From the post about Planet Grep's first year, extract the passage starting at "Well—almost, anyway. Planet" and ending at "quick start, that.", copying it word for word.

#### Document ####

One year of Planet Grep.

Well—almost, anyway. Planet Grep was launched on the 28th of November, 2005, at which date it managed to collect an astonishing 117 hits, for a total of 9,23M. At least that's what my awstats pages say (they're on samba.grep.be, but don't bother trying to read them—you need a Kerberos account in the GREP.BE realm to do so). I guess I should wait 'till the end of the month before posting a post such as this one, but I got interested due to the poking of one particular individual who would fit the target personae of Planet Grep had he had a blog.

It might be nice to try and figure out whether it's been a popular year. And I would say that this is the case: the next month, it surpassed the bandwidth usage of my regular site at grep.be, and by the end of January, it had almost double that amount (789M for Planet Grep vs 372MB for grep.be).

Pretty quick start, that.

These days, bandwidth usage has risen to a good 2G of bandwidth each month (on average), where it has stagnated (the peak was in june at 2,33G). That's about 55M per day, on average. Not bad for a simple business ADSL line.

#### Excerpted records ####

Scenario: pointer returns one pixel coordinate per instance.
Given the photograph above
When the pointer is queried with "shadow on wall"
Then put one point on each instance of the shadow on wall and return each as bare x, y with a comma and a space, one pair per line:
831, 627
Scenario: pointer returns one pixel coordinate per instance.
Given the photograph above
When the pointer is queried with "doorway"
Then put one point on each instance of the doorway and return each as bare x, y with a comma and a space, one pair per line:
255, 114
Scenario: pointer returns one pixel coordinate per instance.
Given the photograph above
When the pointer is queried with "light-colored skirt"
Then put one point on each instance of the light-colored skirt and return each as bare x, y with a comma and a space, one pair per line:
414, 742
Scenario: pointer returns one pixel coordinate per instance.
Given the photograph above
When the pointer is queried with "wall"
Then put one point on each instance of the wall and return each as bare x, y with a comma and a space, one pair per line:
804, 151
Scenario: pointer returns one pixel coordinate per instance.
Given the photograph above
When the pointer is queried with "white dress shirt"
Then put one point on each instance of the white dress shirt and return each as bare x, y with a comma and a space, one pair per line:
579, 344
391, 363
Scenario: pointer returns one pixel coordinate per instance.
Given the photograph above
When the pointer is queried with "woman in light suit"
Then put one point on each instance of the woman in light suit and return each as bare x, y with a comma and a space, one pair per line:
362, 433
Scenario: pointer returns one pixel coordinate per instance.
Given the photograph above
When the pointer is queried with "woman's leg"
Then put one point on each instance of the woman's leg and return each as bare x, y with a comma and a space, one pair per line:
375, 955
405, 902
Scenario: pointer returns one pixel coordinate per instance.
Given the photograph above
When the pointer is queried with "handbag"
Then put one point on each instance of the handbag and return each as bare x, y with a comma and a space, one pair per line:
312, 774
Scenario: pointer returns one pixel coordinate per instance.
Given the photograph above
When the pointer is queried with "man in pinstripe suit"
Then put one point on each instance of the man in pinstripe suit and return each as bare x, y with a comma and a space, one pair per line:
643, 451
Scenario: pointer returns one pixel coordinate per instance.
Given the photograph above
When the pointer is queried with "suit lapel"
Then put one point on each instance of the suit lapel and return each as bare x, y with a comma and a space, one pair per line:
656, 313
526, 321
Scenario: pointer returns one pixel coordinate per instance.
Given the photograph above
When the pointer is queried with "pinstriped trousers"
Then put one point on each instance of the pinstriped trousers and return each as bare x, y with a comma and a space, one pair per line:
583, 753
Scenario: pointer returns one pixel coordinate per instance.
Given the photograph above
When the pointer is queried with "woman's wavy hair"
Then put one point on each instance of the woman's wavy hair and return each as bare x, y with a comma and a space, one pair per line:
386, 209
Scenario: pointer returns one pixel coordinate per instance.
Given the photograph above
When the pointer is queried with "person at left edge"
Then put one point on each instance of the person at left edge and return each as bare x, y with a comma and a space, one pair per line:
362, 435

####

#### Solution to this problem:
Well—almost, anyway. Planet Grep was launched on the 28th of November, 2005, at which date it managed to collect an astonishing 117 hits, for a total of 9,23M. At least that's what my awstats pages say (they're on samba.grep.be, but don't bother trying to read them—you need a Kerberos account in the GREP.BE realm to do so). I guess I should wait 'till the end of the month before posting a post such as this one, but I got interested due to the poking of one particular individual who would fit the target personae of Planet Grep had he had a blog.

It might be nice to try and figure out whether it's been a popular year. And I would say that this is the case: the next month, it surpassed the bandwidth usage of my regular site at grep.be, and by the end of January, it had almost double that amount (789M for Planet Grep vs 372MB for grep.be).

Pretty quick start, that.